> [WORK INSTRUCTIONS]
Count the lines in the items below that contain the word "niche" and give only that number.

> [INPUT ROWS]
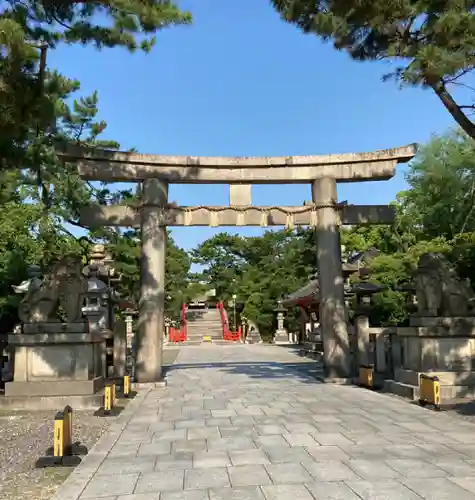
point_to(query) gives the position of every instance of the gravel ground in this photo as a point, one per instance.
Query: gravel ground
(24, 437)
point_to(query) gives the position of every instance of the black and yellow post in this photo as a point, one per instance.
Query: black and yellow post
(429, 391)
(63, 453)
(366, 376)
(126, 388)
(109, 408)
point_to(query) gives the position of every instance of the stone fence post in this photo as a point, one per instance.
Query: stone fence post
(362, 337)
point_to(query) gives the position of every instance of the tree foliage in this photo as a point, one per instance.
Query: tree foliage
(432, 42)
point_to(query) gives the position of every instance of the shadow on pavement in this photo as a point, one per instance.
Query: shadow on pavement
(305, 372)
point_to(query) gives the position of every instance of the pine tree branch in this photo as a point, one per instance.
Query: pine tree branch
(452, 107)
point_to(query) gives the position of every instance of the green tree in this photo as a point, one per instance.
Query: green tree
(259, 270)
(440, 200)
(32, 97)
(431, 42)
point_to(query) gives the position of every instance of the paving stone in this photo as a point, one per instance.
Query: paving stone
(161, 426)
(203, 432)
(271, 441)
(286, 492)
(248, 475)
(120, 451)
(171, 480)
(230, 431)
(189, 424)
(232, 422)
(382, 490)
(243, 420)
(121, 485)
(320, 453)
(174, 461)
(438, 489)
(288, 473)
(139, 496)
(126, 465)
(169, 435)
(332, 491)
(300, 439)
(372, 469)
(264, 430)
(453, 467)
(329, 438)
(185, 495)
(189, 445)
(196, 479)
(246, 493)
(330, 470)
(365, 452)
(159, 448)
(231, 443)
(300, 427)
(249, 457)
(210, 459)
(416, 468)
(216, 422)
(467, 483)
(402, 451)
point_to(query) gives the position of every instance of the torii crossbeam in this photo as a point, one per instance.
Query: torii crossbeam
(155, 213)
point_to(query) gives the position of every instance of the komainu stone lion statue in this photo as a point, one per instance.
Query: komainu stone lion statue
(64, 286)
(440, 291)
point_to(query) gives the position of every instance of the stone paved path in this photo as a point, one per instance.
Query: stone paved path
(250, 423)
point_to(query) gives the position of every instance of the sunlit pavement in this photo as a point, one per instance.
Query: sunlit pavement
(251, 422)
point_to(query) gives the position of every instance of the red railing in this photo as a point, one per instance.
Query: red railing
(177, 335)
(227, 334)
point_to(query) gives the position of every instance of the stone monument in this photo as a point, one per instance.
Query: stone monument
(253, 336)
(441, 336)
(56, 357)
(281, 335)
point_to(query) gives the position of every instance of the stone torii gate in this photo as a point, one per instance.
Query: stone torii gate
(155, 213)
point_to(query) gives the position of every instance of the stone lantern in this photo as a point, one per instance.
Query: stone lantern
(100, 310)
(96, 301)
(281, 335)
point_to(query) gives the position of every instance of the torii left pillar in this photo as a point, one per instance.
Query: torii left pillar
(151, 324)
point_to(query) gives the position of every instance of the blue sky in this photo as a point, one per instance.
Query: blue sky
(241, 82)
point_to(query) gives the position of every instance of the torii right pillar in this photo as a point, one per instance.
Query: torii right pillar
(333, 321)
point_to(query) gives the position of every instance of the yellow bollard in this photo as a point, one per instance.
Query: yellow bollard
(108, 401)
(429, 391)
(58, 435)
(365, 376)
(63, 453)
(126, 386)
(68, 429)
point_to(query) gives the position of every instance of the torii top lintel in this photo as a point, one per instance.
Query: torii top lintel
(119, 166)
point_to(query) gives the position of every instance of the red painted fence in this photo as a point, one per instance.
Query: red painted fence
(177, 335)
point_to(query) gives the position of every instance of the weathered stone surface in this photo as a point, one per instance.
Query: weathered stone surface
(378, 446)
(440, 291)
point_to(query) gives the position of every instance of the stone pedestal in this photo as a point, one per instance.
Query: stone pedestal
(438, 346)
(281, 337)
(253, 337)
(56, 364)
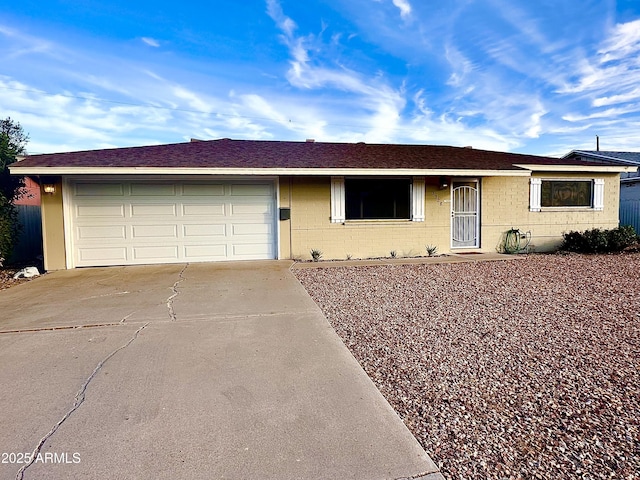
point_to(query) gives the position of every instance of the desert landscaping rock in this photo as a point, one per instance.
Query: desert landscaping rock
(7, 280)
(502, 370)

...

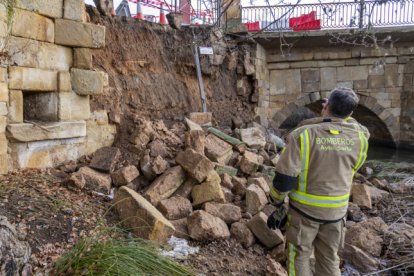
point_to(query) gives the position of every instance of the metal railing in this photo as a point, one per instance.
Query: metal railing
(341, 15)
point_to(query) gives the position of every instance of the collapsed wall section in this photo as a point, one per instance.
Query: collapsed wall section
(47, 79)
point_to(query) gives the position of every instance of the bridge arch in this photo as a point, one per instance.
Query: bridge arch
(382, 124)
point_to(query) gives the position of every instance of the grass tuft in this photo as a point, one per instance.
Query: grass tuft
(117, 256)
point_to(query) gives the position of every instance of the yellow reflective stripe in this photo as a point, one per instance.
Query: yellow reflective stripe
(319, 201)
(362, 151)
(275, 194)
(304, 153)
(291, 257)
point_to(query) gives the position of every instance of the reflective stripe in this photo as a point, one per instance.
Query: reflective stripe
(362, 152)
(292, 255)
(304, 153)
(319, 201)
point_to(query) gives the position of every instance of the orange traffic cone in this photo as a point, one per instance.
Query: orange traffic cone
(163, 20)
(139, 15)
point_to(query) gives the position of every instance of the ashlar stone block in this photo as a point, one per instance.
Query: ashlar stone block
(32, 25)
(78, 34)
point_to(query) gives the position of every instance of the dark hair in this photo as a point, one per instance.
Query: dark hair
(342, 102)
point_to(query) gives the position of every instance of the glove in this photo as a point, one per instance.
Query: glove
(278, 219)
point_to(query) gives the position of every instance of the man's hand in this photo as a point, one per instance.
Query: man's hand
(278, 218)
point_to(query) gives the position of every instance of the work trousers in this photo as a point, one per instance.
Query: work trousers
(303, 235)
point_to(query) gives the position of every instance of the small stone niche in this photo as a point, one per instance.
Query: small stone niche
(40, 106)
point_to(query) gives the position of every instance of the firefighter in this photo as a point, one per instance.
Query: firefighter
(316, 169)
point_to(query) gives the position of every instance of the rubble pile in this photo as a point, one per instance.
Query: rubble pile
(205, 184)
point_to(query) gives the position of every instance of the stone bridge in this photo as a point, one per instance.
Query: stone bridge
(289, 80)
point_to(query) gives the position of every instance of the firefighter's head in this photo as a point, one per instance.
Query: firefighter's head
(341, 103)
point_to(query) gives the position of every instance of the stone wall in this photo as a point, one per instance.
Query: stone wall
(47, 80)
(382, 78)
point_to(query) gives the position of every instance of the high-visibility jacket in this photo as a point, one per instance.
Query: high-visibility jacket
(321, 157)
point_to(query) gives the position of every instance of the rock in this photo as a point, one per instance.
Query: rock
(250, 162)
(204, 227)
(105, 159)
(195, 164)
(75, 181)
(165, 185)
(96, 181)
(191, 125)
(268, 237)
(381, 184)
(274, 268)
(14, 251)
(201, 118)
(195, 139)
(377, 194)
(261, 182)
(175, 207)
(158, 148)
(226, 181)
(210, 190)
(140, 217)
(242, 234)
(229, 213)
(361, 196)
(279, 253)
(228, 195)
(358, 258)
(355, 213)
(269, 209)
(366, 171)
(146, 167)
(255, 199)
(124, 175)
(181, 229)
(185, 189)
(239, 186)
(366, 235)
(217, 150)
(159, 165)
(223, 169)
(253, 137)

==

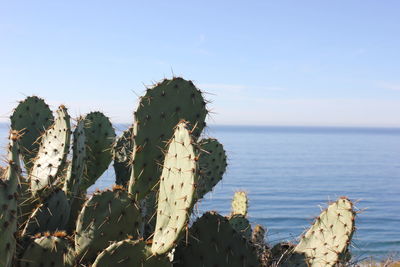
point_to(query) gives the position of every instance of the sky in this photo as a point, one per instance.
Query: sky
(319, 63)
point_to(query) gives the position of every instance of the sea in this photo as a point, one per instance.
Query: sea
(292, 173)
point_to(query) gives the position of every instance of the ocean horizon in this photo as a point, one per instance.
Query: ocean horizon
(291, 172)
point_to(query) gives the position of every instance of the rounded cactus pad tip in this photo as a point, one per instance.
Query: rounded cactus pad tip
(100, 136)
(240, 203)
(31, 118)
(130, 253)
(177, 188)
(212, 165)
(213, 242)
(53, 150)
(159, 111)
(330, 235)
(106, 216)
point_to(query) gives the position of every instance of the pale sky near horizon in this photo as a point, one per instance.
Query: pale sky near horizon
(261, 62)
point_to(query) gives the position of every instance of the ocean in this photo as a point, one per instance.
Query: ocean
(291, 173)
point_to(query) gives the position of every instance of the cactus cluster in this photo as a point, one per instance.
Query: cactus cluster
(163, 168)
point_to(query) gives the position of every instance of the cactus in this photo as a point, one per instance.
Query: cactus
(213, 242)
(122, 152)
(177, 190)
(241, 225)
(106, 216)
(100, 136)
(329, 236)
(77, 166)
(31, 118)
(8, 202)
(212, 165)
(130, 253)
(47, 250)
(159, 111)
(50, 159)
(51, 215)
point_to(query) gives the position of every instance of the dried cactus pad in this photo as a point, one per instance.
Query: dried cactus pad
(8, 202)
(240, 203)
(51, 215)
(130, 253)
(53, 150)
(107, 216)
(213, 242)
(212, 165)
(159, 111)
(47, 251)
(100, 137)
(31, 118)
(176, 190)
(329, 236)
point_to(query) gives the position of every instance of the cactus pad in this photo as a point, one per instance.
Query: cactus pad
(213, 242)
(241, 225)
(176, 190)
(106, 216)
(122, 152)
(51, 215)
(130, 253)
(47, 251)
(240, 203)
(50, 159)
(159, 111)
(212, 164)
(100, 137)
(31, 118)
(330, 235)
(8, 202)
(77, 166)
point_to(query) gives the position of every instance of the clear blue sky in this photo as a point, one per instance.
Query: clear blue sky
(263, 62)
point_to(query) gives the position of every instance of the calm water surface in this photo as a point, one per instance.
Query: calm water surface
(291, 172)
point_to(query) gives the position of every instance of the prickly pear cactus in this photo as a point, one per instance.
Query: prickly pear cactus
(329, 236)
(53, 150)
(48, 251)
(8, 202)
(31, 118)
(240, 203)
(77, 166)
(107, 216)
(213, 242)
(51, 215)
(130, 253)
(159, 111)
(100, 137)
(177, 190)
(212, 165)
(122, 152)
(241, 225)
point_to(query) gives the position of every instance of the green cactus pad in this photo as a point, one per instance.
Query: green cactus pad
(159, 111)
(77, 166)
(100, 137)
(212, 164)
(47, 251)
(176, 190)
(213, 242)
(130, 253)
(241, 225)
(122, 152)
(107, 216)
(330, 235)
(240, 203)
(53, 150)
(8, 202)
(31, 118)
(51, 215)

> [COMPLETE OUTPUT]
2